Look for "Using the provided image, produce bounding boxes for woman" in the records below, then copy that line and every line after it, exactly and with nothing added.

(Records from a data source)
========
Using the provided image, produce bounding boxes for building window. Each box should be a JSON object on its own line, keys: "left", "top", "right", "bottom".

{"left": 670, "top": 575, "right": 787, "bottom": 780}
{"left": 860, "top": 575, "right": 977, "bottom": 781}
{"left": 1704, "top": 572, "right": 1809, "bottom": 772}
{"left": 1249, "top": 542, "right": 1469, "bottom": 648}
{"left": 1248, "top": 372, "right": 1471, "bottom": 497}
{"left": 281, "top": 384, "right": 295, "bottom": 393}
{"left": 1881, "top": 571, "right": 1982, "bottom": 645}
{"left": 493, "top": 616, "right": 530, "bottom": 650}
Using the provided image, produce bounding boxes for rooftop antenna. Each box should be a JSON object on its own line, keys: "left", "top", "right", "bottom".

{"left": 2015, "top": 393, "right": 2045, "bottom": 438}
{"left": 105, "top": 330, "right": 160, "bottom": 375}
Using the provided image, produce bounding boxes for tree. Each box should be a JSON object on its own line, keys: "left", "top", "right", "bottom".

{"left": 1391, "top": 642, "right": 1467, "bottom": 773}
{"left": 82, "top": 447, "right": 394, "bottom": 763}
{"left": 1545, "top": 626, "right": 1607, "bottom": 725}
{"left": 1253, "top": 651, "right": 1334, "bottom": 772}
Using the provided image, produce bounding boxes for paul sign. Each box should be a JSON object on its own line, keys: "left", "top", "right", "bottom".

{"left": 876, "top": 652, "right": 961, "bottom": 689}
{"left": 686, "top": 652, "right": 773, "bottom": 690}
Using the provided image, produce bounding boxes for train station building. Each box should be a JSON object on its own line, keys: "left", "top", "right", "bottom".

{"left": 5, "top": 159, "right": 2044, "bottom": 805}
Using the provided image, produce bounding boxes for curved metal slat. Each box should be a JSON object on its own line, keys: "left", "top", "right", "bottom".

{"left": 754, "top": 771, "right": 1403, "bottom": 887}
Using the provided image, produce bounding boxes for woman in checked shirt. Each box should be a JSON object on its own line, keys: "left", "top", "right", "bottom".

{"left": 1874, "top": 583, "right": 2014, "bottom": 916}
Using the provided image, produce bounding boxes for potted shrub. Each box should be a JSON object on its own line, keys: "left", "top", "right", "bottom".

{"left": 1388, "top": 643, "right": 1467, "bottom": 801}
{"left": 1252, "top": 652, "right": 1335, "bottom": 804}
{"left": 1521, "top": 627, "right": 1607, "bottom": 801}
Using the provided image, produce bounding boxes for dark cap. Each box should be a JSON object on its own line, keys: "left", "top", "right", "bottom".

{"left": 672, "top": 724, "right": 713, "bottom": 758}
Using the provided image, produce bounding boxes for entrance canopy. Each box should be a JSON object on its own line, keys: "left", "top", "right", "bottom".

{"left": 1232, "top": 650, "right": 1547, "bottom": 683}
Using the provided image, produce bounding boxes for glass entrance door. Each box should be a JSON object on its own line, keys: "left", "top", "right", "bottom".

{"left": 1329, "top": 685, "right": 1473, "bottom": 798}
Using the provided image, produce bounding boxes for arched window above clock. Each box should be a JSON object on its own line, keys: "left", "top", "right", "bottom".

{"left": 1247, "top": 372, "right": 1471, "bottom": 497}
========
_THE COMPLETED TASK:_
Using the provided image, produce bounding boxes for woman in checked shirt. Each box should be a JSON object on its own line, keys: "left", "top", "right", "bottom".

{"left": 1874, "top": 583, "right": 2014, "bottom": 916}
Using the provided image, produce bounding boxes for potted shrub. Each box should be a JSON object on its own line, keys: "left", "top", "right", "bottom".

{"left": 1388, "top": 643, "right": 1467, "bottom": 801}
{"left": 1252, "top": 652, "right": 1335, "bottom": 804}
{"left": 1521, "top": 627, "right": 1607, "bottom": 801}
Using the provided image, produce bounding boxes for dark cap. Each box should be a JSON object on its own line, keys: "left", "top", "right", "bottom".

{"left": 672, "top": 724, "right": 713, "bottom": 758}
Using the provided image, produce bounding boxes for entrance canopy. Each box should be a JSON object on its own line, keys: "left", "top", "right", "bottom".

{"left": 1232, "top": 650, "right": 1547, "bottom": 683}
Using the provided image, produce bounding boxes for glass entrance door. Each box should be a JSON object on its own line, keys: "left", "top", "right", "bottom".

{"left": 1329, "top": 685, "right": 1473, "bottom": 798}
Using the provided image, produce bounding boxes for arched window above clock. Each box should be a JSON object on its own line, keys: "left", "top", "right", "bottom".

{"left": 1247, "top": 372, "right": 1471, "bottom": 497}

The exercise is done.